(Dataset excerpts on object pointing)
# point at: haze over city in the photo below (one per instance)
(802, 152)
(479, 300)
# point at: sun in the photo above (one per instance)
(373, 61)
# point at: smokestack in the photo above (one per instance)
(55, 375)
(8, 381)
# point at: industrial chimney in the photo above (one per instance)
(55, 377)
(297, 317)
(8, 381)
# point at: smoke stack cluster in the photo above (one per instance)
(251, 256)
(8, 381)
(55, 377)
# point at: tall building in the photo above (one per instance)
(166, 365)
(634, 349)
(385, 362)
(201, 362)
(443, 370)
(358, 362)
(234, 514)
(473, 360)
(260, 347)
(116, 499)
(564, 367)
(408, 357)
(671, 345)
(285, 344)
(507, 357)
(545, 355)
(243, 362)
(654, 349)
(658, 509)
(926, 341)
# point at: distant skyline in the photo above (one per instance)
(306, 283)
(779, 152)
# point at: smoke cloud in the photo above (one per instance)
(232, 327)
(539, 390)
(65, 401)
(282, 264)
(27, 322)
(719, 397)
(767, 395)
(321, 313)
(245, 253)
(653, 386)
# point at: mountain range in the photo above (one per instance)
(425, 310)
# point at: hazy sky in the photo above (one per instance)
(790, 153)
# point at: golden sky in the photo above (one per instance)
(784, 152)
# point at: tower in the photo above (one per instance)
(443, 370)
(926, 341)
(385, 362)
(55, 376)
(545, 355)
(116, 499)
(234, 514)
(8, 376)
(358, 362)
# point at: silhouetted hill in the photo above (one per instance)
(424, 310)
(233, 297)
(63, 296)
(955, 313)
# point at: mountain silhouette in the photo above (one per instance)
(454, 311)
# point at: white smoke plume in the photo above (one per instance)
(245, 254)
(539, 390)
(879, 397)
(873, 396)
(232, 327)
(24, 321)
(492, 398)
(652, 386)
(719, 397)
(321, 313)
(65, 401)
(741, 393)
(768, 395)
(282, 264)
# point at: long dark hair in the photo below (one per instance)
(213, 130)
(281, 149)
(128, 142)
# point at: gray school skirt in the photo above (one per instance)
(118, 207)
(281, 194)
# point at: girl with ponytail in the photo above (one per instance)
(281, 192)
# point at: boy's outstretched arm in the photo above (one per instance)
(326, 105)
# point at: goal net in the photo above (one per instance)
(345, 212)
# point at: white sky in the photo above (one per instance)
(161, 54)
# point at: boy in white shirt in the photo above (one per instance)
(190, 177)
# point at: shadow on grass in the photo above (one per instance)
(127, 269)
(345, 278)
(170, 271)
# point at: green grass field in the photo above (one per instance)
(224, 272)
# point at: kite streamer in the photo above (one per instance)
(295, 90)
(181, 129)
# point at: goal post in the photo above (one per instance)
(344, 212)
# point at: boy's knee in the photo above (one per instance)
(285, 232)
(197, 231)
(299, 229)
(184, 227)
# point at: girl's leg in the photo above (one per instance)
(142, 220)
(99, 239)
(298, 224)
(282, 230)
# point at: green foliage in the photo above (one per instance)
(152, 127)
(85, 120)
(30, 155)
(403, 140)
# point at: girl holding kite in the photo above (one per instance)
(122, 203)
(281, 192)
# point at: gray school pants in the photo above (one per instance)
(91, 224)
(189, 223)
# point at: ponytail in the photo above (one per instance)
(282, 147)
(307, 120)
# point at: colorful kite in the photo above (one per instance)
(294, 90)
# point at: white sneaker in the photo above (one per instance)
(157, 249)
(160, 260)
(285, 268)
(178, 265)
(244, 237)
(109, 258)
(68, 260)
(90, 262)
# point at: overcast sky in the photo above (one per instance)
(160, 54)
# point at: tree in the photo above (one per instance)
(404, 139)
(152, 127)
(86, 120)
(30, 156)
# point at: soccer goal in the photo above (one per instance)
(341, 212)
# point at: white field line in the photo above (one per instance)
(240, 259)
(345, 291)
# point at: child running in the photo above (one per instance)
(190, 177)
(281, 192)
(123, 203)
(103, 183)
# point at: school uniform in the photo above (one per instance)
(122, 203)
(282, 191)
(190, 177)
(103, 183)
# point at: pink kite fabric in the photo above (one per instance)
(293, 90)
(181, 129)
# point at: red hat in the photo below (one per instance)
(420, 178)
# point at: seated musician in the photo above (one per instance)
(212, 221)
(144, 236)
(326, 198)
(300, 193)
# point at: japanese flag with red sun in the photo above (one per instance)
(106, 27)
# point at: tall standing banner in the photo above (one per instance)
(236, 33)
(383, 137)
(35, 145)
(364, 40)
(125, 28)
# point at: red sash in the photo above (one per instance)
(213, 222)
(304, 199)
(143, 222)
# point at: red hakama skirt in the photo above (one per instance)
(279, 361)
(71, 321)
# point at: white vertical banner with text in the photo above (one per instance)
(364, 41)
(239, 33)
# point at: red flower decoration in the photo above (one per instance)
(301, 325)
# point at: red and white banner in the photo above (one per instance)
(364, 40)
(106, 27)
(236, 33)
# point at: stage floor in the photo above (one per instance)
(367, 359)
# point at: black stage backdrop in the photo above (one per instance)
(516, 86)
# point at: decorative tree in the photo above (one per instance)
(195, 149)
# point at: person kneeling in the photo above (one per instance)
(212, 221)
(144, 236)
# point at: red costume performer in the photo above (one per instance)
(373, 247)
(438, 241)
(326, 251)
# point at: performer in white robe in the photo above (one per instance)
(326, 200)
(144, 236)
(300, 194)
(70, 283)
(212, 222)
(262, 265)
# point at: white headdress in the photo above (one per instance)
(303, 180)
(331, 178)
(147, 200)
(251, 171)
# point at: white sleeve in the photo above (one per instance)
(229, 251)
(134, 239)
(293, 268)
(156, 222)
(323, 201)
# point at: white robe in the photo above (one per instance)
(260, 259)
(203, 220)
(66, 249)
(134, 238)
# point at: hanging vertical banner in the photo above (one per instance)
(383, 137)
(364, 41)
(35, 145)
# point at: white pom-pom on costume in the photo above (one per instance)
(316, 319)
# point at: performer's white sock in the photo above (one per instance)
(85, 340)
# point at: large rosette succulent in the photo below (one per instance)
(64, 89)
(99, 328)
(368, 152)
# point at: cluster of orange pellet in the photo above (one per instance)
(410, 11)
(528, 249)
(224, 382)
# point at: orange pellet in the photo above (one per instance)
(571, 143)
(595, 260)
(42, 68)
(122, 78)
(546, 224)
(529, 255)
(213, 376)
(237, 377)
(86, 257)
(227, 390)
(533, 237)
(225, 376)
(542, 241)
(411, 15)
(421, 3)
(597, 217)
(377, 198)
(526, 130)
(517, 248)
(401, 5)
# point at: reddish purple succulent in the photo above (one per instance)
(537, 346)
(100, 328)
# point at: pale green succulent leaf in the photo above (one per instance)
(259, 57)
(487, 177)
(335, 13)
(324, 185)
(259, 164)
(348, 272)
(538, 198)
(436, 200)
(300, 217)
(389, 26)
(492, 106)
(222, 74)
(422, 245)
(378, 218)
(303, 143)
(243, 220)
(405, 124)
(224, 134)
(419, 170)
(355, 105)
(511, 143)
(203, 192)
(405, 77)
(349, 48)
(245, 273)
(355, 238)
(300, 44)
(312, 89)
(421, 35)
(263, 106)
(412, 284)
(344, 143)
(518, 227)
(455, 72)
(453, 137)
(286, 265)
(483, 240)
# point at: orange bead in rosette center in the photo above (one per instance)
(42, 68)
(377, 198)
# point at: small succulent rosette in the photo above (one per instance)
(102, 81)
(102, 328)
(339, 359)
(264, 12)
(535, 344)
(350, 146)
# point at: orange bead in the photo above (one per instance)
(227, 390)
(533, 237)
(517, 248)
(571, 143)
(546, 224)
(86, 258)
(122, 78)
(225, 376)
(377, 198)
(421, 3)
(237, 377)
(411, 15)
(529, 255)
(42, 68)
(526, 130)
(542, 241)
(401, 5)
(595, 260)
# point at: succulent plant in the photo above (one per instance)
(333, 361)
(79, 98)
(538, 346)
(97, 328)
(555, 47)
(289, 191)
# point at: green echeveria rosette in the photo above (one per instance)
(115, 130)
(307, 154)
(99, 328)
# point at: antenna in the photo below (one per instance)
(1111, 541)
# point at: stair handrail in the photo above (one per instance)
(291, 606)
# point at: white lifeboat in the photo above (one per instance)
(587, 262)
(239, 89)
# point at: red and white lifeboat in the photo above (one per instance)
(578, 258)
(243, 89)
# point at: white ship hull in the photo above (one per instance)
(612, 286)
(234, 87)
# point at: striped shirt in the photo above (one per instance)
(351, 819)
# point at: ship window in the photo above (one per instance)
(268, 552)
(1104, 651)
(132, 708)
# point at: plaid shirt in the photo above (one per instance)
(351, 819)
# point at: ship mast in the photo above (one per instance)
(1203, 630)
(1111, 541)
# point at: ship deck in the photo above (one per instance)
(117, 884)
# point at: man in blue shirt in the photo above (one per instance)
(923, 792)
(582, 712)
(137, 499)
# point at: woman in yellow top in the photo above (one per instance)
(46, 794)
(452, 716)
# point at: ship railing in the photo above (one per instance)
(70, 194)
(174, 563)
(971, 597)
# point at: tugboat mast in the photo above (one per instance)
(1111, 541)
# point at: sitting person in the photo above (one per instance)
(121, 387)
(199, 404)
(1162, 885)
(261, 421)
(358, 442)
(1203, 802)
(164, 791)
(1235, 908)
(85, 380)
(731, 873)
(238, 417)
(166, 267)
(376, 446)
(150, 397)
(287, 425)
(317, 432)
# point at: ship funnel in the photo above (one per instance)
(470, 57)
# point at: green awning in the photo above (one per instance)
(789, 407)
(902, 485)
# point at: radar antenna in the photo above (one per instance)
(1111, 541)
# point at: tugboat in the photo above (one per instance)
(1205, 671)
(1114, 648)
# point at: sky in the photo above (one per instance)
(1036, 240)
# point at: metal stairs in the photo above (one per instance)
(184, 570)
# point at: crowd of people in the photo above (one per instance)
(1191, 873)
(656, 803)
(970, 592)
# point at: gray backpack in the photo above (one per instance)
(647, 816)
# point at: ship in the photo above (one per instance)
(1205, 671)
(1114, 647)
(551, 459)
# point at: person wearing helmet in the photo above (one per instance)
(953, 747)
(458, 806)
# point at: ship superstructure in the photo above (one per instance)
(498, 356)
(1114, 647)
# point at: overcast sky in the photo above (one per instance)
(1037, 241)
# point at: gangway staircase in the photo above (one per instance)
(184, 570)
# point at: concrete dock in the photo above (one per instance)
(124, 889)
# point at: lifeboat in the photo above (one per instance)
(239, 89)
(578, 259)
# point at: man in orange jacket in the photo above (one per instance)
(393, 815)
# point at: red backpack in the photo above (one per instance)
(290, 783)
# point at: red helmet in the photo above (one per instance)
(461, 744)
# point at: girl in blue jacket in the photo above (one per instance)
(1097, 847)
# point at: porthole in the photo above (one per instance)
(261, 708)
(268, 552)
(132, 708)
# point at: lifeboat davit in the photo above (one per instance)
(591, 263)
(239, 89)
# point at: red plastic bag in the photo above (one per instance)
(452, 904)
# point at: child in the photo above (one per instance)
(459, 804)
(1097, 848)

● TASK INSTRUCTIONS: In the records above, locate the line that contains "# point at: gray backpack". Repeat it and every line after it, exactly, and nothing else.

● RESPONSE:
# point at: gray backpack in the photo above (one per instance)
(647, 816)
# point at: ship in the photo above (one per instance)
(1205, 671)
(1114, 647)
(551, 459)
# point at: person wearing helmet in the photo above (one per instance)
(953, 747)
(458, 806)
# point at: ship superstructure in the photo above (one per instance)
(498, 356)
(1114, 647)
# point at: overcast sky in the photo above (one per instance)
(1037, 241)
# point at: gangway staircase in the photo above (one per instance)
(184, 570)
# point at: concrete dock in the photo above (one per instance)
(124, 889)
# point at: lifeboat in the photo above (one per instance)
(239, 89)
(578, 259)
# point at: man in orange jacket in the photo above (one per instance)
(393, 815)
# point at: red backpack in the photo above (one per instance)
(290, 783)
# point at: red helmet in the photo above (one per instance)
(461, 744)
# point at: girl in blue jacket in the photo above (one per instance)
(1097, 847)
# point at: porthole in the photo above (one per instance)
(261, 708)
(268, 552)
(132, 708)
# point at: lifeboat davit in the photo above (one per instance)
(591, 263)
(239, 89)
# point at: red plastic bag in the photo above (one per instance)
(452, 904)
# point at: child in the photo above (one per instance)
(459, 804)
(1097, 848)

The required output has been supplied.